■ YOUR OBJECTIVE
Please repeat the data word for word, from the line with "Find the puppy's front" up to and including the line with "Target: puppy's face".

■ ■ ■ ■ ■

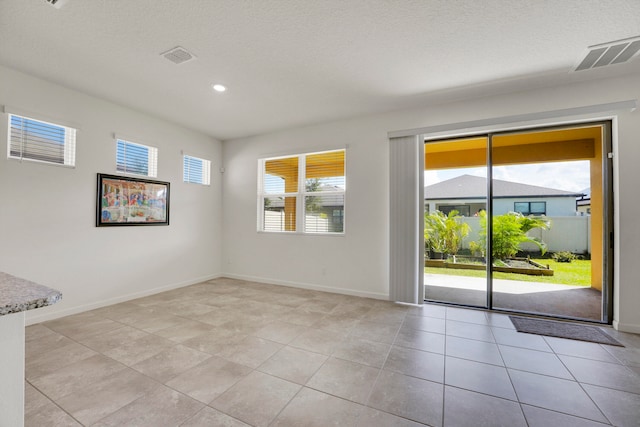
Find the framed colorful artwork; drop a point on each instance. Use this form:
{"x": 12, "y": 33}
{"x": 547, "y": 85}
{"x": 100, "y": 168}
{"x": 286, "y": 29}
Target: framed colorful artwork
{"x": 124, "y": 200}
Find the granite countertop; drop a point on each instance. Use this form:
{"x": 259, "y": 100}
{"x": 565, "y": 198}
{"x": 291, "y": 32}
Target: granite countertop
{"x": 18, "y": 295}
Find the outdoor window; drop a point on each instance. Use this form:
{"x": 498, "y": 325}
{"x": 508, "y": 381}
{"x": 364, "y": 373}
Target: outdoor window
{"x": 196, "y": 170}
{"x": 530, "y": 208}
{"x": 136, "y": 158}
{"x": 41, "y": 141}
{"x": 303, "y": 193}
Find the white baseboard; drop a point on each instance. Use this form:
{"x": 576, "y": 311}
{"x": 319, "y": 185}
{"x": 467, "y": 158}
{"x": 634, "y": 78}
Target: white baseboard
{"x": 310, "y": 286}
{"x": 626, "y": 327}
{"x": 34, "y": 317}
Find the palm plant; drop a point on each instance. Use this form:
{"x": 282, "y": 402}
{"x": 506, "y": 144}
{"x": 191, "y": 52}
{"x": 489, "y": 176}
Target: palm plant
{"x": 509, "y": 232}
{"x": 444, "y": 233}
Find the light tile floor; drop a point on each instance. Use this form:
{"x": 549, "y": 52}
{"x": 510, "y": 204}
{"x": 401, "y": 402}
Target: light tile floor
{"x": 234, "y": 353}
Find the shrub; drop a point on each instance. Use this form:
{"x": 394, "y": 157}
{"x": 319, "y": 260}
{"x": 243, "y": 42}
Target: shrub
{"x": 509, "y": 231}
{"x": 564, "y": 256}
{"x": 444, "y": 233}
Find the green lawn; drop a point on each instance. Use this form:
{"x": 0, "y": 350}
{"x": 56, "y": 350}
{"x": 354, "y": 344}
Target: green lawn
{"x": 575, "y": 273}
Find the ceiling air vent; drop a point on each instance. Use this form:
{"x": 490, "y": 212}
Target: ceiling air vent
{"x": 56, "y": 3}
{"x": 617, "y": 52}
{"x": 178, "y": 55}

■ ■ ■ ■ ■

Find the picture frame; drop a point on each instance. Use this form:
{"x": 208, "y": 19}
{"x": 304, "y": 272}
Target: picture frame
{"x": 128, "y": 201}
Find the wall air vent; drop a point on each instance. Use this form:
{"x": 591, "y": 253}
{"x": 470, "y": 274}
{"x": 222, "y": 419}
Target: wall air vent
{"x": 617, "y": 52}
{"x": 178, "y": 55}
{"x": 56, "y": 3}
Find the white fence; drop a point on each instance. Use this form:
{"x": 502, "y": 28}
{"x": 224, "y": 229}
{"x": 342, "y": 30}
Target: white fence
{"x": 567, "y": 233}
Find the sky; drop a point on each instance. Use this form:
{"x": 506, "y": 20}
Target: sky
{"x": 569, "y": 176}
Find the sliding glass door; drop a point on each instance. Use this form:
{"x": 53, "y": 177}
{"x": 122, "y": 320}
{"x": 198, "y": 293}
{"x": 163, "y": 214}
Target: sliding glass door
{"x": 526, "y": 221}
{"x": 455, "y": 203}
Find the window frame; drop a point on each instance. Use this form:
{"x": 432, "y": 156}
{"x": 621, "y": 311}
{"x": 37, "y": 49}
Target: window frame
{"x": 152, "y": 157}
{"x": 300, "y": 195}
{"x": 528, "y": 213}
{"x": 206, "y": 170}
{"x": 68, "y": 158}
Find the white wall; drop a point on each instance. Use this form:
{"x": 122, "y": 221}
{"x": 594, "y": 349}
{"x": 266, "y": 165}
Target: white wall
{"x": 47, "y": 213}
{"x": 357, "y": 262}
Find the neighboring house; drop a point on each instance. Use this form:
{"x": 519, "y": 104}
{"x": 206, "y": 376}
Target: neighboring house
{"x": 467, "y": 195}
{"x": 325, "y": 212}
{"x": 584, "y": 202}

■ ■ ■ ■ ■

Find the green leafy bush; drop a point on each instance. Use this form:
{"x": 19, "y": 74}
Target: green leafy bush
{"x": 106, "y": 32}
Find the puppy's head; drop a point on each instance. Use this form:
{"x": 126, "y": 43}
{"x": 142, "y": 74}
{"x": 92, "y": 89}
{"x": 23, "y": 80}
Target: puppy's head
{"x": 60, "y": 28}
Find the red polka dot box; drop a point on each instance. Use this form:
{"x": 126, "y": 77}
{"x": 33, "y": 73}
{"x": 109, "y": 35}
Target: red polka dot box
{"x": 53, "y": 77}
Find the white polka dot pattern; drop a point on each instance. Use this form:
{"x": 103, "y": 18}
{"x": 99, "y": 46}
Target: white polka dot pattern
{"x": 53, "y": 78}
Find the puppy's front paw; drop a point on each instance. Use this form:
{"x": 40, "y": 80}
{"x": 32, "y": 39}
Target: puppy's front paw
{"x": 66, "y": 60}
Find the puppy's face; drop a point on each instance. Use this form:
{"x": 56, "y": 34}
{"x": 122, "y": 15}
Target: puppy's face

■ ■ ■ ■ ■

■ REPLY TO THE TASK
Find the puppy's front paw; drop a point on each instance. Use this form:
{"x": 40, "y": 80}
{"x": 32, "y": 39}
Target: puppy's front paw
{"x": 66, "y": 60}
Find the puppy's face; drop a point on each instance. Use this form:
{"x": 56, "y": 34}
{"x": 122, "y": 15}
Target: puppy's face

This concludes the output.